START Extract to read

Know your fabrics

Wetcleaning or laundering is often the best way to remove the splashes, stains and even make-up marks that can be found on a wedding dress after the event.
While drycleaning is superb for dissolving oily stains and city grime, water-based methods are needed for removing food and drink marks.
However, wetcleaning or laundering does not suit all fabrics.
Most mid-priced wedding dresses are made from polyester with some nylon components and they often have a cotton interlining on the bodice.
These dresses are often better washed or wetcleaned, regardless of the label, but using the correct detergent is essential. To avoid greying of cream, ivory or pastel dresses, use a detergent that is free of optical brighteners.
Cleaners should be prepared to re-set any cotton parts that may have shrunk, before they return the dress to the customer.
Silk dresses should usually be drycleaned to avoid crack creasing and any associated shrinkage.
To find out whether a fabric is silk or polyester remove a thread from a seam or edge. Grip it with tweezers and bring it slowly into a gas lighter flame. This test should be done over an ash tray. Keep well away from the flame and watch out for hot drips from molten polyester.
The silk yarn will burn in spurts with an orange flame, give off white smoke, produce black ash and leave an after-smell like that of burning hair. The polyester yarn will retreat from the flame, then burn with a fierce orange flame and black smoke, leaving a sickly sweet after smell.
The two yarns react so differently that, after a few practice tests on old stock, cleaners will soon be able to tell them apart, even if the fabrics have been very skillfully woven or spun.

Cream lace turns grey
This rich cream lace overlay looked grey after cleaning. Comparing it with the uncleaned veil made the change clear.
Cause: A cream wedding dress must be cleaned in pure distilled solvent for both baths. This cleaner had used working tank solvent, which may well have contained a little loose dye from the previous dark load.
Responsibility: The cleaner is responsible for the solvent used for a cream or white garment. Choosing a better cycle could have avoided the problem.
Rectification: Re-cleaning brought very little improvement.

OBA detergent leads to break marks on silk
The cleaner washed this deep cream silk dress on a 30C process with a gentle action. This removed all soiling and reduced stains to a satisfactory level but whitish lines had now appeared. They were not visible before cleaning and did not usually result from this tried and tested wash process.
Cause: The problem here is that the cleaner used a "whites" detergent with optical brightening agents(OBAs) on silk, which is a natural fibre. The dress will fold and unfold during the wash so OBA collects in the crease lines, creating the whitish lines and patches that are obvious after cleaning. Disco lighting makes the fault look worse as its ultraviolet content reacts with the OBA.
Responsibility: If the cleaner had used a neutral OBA-free detergent, the result would probably have been acceptable as the process was so gentle that it did not crack the silk.
Rectification: None.

END Extract to read
START Information

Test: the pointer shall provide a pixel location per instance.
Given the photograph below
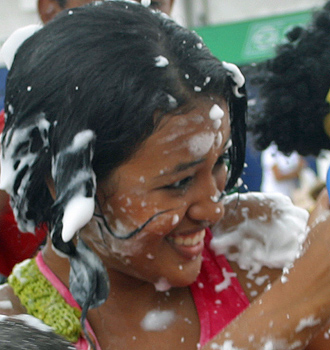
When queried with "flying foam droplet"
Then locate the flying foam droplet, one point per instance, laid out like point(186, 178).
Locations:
point(216, 112)
point(161, 61)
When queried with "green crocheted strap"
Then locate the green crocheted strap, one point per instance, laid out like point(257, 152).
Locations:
point(43, 301)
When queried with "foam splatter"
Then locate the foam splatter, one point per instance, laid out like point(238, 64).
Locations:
point(16, 39)
point(155, 320)
point(236, 75)
point(274, 243)
point(161, 61)
point(199, 145)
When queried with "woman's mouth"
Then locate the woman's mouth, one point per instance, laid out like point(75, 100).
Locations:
point(188, 245)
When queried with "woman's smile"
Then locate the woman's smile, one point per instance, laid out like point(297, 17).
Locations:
point(188, 245)
point(180, 182)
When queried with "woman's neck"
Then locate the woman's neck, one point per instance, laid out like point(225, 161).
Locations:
point(60, 266)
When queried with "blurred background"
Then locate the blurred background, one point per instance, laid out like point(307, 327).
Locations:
point(238, 31)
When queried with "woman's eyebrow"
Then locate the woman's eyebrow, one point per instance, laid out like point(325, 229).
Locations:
point(183, 166)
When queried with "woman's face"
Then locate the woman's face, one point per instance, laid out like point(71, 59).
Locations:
point(171, 178)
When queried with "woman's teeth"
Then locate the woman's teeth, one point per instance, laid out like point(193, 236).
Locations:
point(188, 241)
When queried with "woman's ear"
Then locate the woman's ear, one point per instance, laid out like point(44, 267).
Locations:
point(48, 9)
point(51, 186)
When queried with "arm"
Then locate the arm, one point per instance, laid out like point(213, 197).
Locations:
point(277, 314)
point(294, 174)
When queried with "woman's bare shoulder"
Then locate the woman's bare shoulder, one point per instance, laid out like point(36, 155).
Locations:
point(9, 302)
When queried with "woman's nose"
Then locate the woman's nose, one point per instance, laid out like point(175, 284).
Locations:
point(206, 205)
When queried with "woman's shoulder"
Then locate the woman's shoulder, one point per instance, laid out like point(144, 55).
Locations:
point(10, 304)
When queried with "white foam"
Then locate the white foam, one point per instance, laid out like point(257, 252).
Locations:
point(162, 285)
point(226, 282)
point(236, 75)
point(200, 144)
point(6, 305)
point(274, 243)
point(15, 40)
point(307, 322)
point(216, 112)
point(155, 320)
point(77, 213)
point(146, 3)
point(161, 61)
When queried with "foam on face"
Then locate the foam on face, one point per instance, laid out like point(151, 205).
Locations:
point(200, 144)
point(274, 243)
point(162, 285)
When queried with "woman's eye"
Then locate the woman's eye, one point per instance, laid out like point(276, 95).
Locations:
point(223, 159)
point(180, 185)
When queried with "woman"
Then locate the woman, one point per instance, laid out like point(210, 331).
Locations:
point(123, 133)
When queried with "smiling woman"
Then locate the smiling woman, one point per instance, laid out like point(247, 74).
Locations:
point(123, 134)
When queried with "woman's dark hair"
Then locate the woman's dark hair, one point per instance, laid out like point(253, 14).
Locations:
point(81, 97)
point(17, 333)
point(292, 91)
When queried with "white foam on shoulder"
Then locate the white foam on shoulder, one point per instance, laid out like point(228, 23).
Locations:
point(15, 40)
point(78, 212)
point(254, 243)
point(156, 320)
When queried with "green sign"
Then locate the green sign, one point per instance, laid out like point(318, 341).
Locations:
point(250, 41)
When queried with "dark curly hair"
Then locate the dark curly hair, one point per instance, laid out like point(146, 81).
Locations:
point(292, 88)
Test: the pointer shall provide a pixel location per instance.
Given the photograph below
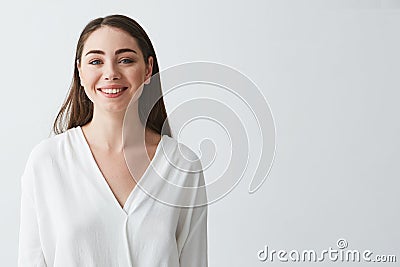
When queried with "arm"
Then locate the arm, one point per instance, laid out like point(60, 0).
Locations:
point(194, 250)
point(30, 250)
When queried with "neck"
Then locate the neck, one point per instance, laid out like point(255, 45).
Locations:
point(105, 130)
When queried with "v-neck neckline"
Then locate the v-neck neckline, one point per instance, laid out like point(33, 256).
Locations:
point(125, 208)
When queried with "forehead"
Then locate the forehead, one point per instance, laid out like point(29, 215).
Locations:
point(110, 39)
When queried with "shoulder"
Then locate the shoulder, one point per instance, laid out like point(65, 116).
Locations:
point(52, 146)
point(178, 152)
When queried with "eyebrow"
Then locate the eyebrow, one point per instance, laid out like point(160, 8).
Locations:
point(119, 51)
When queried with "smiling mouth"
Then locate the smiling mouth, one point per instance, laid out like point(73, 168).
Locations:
point(111, 91)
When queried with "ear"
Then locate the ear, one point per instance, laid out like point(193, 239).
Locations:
point(78, 66)
point(149, 70)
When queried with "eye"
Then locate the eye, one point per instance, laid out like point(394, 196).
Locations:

END Information

- [Directions]:
- a) Extract the passage from the wedding dress cleaning guide between "While drycleaning is" and "of optical brighteners.", inclusive, copying it word for word.
- b) Carry on the wedding dress cleaning guide from the point where it stops.

- [Answers by item]:
- a)
While drycleaning is superb for dissolving oily stains and city grime, water-based methods are needed for removing food and drink marks.
However, wetcleaning or laundering does not suit all fabrics.
Most mid-priced wedding dresses are made from polyester with some nylon components and they often have a cotton interlining on the bodice.
These dresses are often better washed or wetcleaned, regardless of the label, but using the correct detergent is essential. To avoid greying of cream, ivory or pastel dresses, use a detergent that is free of optical brighteners.

- b)
Yellowing spoils the result
An ivory-coloured dress looked yellow after cleaning particularly compared with a sample of the original cloth.
Cause: The cleaner used a mild solvent with a drying temperature of 60C air-off-the cage and the program had been used many times before. This time, although the solvent looked clear it had traces of protein soiling from processing work with heavy perspiration staining. These protein traces have yellowed with the heat that was necessary for drying.

Responsibility: The cleaner is responsible as only distilled solvent should be used for wedding dresses.
Rectification: Oxidised protein soiling is almost impossible to remove, either by re-washing or by re-cleaning.

Shrinkage varies from layer to layer
This layered dress was drycleaned and pressed carefully but each layer’s hemline hung to a different level. The hemlines were also uneven so the bottom of the dress looked a real mess.
Cause: All fabrics relax in drycleaning and British Standards explain how garment makers can check the shrinkage potential of new ranges. Dress layers rarely relax to the same degree so the cleaner needs to try to make the levels uniform as far as is possible.
Responsibility: The garment maker is responsible for relaxation shrinkage and matching the potential of the layers. The cleaner is generally responsible for trying to even out variations during pressing.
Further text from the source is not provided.